* start Records for processing *
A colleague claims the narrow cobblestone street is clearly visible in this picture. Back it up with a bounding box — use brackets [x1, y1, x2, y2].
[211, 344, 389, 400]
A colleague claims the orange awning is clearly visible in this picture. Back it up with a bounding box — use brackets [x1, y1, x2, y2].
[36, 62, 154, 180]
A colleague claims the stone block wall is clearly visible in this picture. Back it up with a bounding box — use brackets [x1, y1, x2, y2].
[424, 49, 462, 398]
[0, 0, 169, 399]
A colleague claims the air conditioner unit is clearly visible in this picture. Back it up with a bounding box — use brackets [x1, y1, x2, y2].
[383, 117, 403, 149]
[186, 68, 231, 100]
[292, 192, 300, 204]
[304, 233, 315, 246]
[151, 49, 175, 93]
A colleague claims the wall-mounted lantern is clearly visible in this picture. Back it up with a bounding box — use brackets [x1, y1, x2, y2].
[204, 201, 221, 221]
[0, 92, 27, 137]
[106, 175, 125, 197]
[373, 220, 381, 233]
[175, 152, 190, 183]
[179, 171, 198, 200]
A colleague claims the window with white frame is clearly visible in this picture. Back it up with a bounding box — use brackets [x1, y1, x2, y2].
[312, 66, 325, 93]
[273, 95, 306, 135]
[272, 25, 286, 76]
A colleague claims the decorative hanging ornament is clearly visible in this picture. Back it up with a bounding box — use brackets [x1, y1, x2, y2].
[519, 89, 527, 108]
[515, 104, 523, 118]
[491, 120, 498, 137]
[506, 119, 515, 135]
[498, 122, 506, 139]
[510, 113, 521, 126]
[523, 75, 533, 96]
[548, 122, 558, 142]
* end Records for processing *
- [What the exercise asks]:
Repeat the records above word for word, starting with the line that contains "A colleague claims the stone" and continuing through the last line of the records, both included.

- [Output of the task]:
A colleague claims the stone block wall is clearly visible in this picture. Back it up with a bounding box — use brackets [x1, y1, x2, y2].
[424, 49, 462, 398]
[0, 0, 169, 399]
A colleague claims the air conditioner unit is clearly visible in this picture. Back it up with a bounding box — use brackets [x1, y1, x2, y2].
[383, 117, 403, 149]
[186, 68, 231, 100]
[292, 192, 300, 204]
[304, 233, 315, 246]
[151, 49, 175, 93]
A colleague claims the wall-mounted lantern is clearly visible in this picture. Back it up with a bounding box — use brackets [x1, y1, x2, y2].
[204, 201, 221, 221]
[0, 92, 27, 137]
[106, 175, 125, 197]
[373, 220, 381, 233]
[175, 152, 190, 183]
[179, 171, 198, 200]
A colleague claims the window with white frame is clearly visible in this picture. Back it up with a bounding box — use brackets [x1, y1, x2, y2].
[312, 66, 325, 93]
[273, 95, 306, 135]
[272, 25, 286, 76]
A colleague claims the decorative hanging ornament is clearly visible in this picture. Back it up with a bounding box — use brackets [x1, y1, x2, y2].
[519, 89, 527, 108]
[515, 104, 523, 118]
[491, 120, 498, 137]
[506, 119, 515, 135]
[498, 122, 506, 139]
[510, 113, 521, 126]
[523, 75, 533, 96]
[548, 122, 558, 142]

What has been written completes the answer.